■ What you are asked to do ■
Write out each entry again. Keep every word exactly as it is.

The records Block Start

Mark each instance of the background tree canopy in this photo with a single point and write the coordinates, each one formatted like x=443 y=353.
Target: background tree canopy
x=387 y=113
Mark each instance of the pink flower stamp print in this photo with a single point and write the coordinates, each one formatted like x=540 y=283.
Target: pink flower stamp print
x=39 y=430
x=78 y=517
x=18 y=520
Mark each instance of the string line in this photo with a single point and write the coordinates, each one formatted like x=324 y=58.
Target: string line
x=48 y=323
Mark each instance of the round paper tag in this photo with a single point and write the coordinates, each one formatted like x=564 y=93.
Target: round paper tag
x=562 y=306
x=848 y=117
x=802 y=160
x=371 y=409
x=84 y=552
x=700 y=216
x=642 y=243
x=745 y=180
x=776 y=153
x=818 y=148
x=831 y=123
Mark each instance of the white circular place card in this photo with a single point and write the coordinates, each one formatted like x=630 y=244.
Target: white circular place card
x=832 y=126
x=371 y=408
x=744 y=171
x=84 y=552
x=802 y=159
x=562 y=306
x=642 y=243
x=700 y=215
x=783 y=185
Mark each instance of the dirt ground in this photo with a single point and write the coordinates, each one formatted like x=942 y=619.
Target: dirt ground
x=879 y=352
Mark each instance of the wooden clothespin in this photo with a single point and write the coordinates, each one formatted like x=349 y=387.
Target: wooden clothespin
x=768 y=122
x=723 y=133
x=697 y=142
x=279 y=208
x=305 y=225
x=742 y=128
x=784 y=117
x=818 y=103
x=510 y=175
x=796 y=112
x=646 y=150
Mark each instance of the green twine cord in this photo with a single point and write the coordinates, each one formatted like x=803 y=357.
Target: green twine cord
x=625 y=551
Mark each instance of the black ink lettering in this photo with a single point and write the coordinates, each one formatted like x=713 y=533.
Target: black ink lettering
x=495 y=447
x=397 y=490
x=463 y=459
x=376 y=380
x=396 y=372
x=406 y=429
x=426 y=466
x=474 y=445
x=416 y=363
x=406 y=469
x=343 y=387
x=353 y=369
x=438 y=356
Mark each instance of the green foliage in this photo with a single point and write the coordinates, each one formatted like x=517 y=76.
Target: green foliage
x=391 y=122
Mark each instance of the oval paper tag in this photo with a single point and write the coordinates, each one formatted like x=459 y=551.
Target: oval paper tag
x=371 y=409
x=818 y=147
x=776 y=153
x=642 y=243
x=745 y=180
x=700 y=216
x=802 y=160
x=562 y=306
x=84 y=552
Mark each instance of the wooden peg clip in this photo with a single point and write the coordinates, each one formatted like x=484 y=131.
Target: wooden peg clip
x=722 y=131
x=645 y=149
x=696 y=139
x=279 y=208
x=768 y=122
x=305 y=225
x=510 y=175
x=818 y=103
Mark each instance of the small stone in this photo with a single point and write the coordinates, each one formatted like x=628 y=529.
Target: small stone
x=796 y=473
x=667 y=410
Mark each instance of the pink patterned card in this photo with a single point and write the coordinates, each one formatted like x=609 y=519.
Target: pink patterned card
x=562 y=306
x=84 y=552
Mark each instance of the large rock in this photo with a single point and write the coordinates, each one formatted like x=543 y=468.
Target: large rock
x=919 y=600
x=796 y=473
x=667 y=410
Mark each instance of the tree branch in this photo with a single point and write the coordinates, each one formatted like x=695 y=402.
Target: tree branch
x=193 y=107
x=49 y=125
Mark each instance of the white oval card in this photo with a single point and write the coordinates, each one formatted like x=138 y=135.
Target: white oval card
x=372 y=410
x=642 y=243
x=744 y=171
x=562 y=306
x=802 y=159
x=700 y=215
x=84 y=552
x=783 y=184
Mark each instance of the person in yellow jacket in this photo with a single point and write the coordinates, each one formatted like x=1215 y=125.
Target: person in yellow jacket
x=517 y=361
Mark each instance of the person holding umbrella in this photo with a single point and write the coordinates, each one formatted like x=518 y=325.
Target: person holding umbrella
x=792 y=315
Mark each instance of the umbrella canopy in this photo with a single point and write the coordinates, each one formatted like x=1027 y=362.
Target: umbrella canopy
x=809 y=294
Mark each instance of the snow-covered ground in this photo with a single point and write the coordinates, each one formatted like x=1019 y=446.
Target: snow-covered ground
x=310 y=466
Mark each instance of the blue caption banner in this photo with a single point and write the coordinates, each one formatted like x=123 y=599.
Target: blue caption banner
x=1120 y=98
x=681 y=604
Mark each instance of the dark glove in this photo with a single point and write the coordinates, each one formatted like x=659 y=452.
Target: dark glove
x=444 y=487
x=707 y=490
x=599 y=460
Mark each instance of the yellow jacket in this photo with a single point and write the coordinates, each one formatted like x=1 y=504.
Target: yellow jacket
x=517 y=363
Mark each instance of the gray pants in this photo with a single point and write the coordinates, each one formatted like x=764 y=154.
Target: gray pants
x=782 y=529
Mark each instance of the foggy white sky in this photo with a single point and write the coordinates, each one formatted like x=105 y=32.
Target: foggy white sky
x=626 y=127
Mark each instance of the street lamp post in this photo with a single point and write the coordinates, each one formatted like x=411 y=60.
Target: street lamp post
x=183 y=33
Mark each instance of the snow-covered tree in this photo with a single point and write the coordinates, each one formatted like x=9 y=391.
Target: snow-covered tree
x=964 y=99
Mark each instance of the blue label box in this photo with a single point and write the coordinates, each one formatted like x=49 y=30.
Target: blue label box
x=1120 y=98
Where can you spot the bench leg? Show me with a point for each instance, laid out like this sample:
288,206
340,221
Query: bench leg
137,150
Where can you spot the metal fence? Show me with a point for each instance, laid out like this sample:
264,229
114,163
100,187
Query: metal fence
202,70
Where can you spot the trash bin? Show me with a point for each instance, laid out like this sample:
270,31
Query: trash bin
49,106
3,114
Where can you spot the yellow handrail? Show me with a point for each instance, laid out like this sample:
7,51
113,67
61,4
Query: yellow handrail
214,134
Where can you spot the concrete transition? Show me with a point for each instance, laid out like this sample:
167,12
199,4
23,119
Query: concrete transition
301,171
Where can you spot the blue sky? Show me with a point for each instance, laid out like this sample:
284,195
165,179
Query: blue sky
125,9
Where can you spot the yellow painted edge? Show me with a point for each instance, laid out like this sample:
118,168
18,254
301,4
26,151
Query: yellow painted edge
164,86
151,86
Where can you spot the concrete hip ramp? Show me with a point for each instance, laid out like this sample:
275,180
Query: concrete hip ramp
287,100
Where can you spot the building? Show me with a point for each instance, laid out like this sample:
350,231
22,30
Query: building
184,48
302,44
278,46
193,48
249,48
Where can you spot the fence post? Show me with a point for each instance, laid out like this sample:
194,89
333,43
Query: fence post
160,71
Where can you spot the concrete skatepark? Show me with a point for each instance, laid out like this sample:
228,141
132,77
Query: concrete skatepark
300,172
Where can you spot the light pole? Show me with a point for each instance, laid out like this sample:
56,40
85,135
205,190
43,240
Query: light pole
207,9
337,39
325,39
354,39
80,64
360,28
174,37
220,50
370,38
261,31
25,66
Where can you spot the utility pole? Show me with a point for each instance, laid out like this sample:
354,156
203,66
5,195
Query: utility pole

The records Block End

■ Problem solution ■
Mark each instance of the background tree canopy in this photo with a single point and write the coordinates, each one formatted like x=443 y=353.
Target: background tree canopy
x=387 y=113
Mark each instance of the pink flower stamp print in this photo with a single point and write the coordinates, each one formatted like x=540 y=283.
Target: pink flower stamp print
x=39 y=430
x=78 y=517
x=18 y=520
Mark each instance of the string line in this photo with a single point and write the coordinates, each one formatted like x=324 y=58.
Target: string line
x=48 y=323
Mark each instance of the round paper tag in this photo with a single point and write the coordinates, each one formatted like x=564 y=93.
Target: round paper tag
x=562 y=306
x=848 y=117
x=802 y=160
x=371 y=409
x=84 y=552
x=700 y=216
x=642 y=243
x=745 y=180
x=776 y=153
x=818 y=148
x=831 y=123
Mark each instance of the white circular place card in this photo with a single point and write the coordinates, each one formatted like x=630 y=244.
Target: white circular place card
x=832 y=126
x=371 y=408
x=744 y=171
x=84 y=552
x=802 y=159
x=562 y=306
x=642 y=243
x=700 y=215
x=783 y=185
Mark each instance of the dirt ground in this photo with a single point and write the coordinates, each one formatted like x=942 y=619.
Target: dirt ground
x=879 y=352
Mark each instance of the wooden clothespin in this photo with a single point and write the coordinates, each one formatted like x=349 y=387.
Target: wooden clothespin
x=768 y=122
x=723 y=133
x=697 y=142
x=279 y=208
x=305 y=225
x=742 y=128
x=784 y=117
x=818 y=103
x=510 y=175
x=796 y=112
x=646 y=150
Mark each instance of the green twine cord in this photo with a single point and write the coordinates, each one formatted like x=803 y=357.
Target: green twine cord
x=625 y=551
Mark each instance of the black ink lettering in this photo with a single point and write the coordinates, each one formatted like x=713 y=533.
Target: black ink lettering
x=495 y=447
x=397 y=490
x=463 y=459
x=376 y=380
x=396 y=372
x=406 y=429
x=426 y=466
x=474 y=445
x=416 y=363
x=406 y=469
x=343 y=387
x=353 y=369
x=438 y=356
Mark each instance of the green foliage in this photo with a single point and write the coordinates, each one formatted like x=517 y=76.
Target: green foliage
x=391 y=122
Mark each instance of the oval paper tag in this photo with a single point and write the coordinates, each one formatted like x=459 y=551.
Target: oval paper tag
x=371 y=409
x=818 y=147
x=776 y=153
x=642 y=243
x=745 y=180
x=700 y=216
x=802 y=160
x=562 y=306
x=84 y=552
Mark each instance of the wooden peg clip in this photo with a single point and write the coordinates, each one formatted like x=484 y=131.
Target: wooden peg clip
x=722 y=131
x=645 y=149
x=696 y=139
x=279 y=208
x=768 y=122
x=305 y=225
x=510 y=175
x=818 y=103
Mark each instance of the small stone in this photo with a single point and write the coordinates, each one formatted like x=628 y=529.
Target: small stone
x=796 y=473
x=667 y=410
Mark each instance of the pink patterned card in this photo with a single point and write the coordinates, each one formatted like x=609 y=519.
Target: pink patterned card
x=562 y=306
x=84 y=552
Mark each instance of the large rock in this photo with a single point and write the coordinates, each one formatted like x=543 y=468.
Target: large rock
x=919 y=600
x=796 y=473
x=667 y=410
Mark each instance of the tree branch in this photo with a single point and write the coordinates, each one formatted like x=695 y=402.
Target: tree branch
x=193 y=107
x=49 y=125
Mark each instance of the white oval card in this photo with a single point and write the coordinates, each one formatted like x=138 y=135.
Target: white oval card
x=372 y=410
x=642 y=243
x=744 y=171
x=562 y=306
x=802 y=159
x=700 y=215
x=84 y=552
x=783 y=184
Mark each instance of the person in yellow jacket in this photo with a single point and write the coordinates, each one formatted like x=1215 y=125.
Target: person in yellow jacket
x=517 y=361
Mark each instance of the person holding umbrella in this photo with a single point and write the coordinates, each one formatted like x=518 y=325.
Target: person holding umbrella
x=792 y=315
Mark each instance of the umbrella canopy in this photo with a single point and write the coordinates, each one formatted like x=1027 y=362.
Target: umbrella canopy
x=809 y=294
Mark each instance of the snow-covered ground in this photo with a single point and write the coordinates, each one formatted like x=1019 y=446.
Target: snow-covered ground
x=310 y=466
Mark each instance of the blue caption banner in this photo with a single point and write the coordinates, each one formatted like x=123 y=599.
Target: blue caption banner
x=1120 y=98
x=681 y=604
Mark each instance of the dark glove in this photo with a single point and write the coordinates, each one formatted like x=659 y=452.
Target: dark glove
x=444 y=487
x=707 y=490
x=599 y=460
Mark each instance of the yellow jacket in this photo with a single point and write the coordinates, each one formatted like x=1 y=504.
Target: yellow jacket
x=517 y=363
Mark each instance of the gray pants in this photo with a single point and write the coordinates, each one formatted like x=764 y=154.
Target: gray pants
x=782 y=529
Mark each instance of the foggy white sky in this photo with a single point and write the coordinates, each one formatted like x=105 y=32.
Target: foggy white sky
x=626 y=127
Mark each instance of the street lamp post in this photo with a single point and write the coordinates, each one formatted like x=411 y=60.
Target: street lamp post
x=183 y=33
Mark each instance of the snow-covered tree in this photo with a single point and write the coordinates, each one formatted like x=9 y=391.
Target: snow-covered tree
x=964 y=99
Mark each instance of the blue label box in this photo with a single point and write the coordinates, each one formatted like x=49 y=30.
Target: blue label box
x=1120 y=98
Where can you spot the bench leg? Show me with a point for each instance, laid out like this sample:
288,206
340,221
Query: bench leg
137,150
Where can you spot the metal fence? Show me with a point for each instance, laid out like this sample:
264,229
114,163
100,187
Query: metal fence
202,70
Where can you spot the trash bin? Show me with a point for each instance, laid out like this sample:
270,31
Query: trash bin
49,106
3,114
Where can you spot the yellow handrail? Show me with a point for each instance, laid out like this sample:
7,51
113,67
61,4
Query: yellow handrail
214,134
Where can you spot the concrete transition? Show me with a point for each instance, laid out like this sample:
167,12
199,4
23,119
Query: concrete transition
301,171
Where can you spot the blue sky? Show me with a point for each instance, laid out like this sample:
284,195
165,179
Query: blue sky
125,9
Where can you spot the yellow painted edge? Show me with a point for each instance, laid out like this sample:
118,168
18,254
301,4
26,151
Query: yellow painted edge
164,86
151,86
Where can you spot the concrete hip ramp? Show me with a point for each instance, laid out like this sample:
275,180
Query: concrete hip ramp
287,100
Where can you spot the building? Show me with a point for each instance, laid out like this sample:
350,231
22,30
Query: building
184,48
302,44
278,46
193,48
249,48
Where can you spot the fence post? Show me with a point for each instance, laid out like this sample:
194,89
333,43
Query: fence post
160,71
Where can you spot the concrete skatepark? Show me with a point for each instance, laid out like this sample:
228,141
132,77
Query: concrete skatepark
300,172
Where can you spot the light pole? Show me with a point for each instance, laid out like this sample:
56,40
85,135
205,190
43,240
Query: light pole
207,9
337,39
325,39
354,39
80,64
360,28
174,37
220,50
370,38
261,31
25,66
Where can you spot the utility pole? Show me with a point for each instance, laid out like this sample:
354,156
203,66
5,195
Query: utility pole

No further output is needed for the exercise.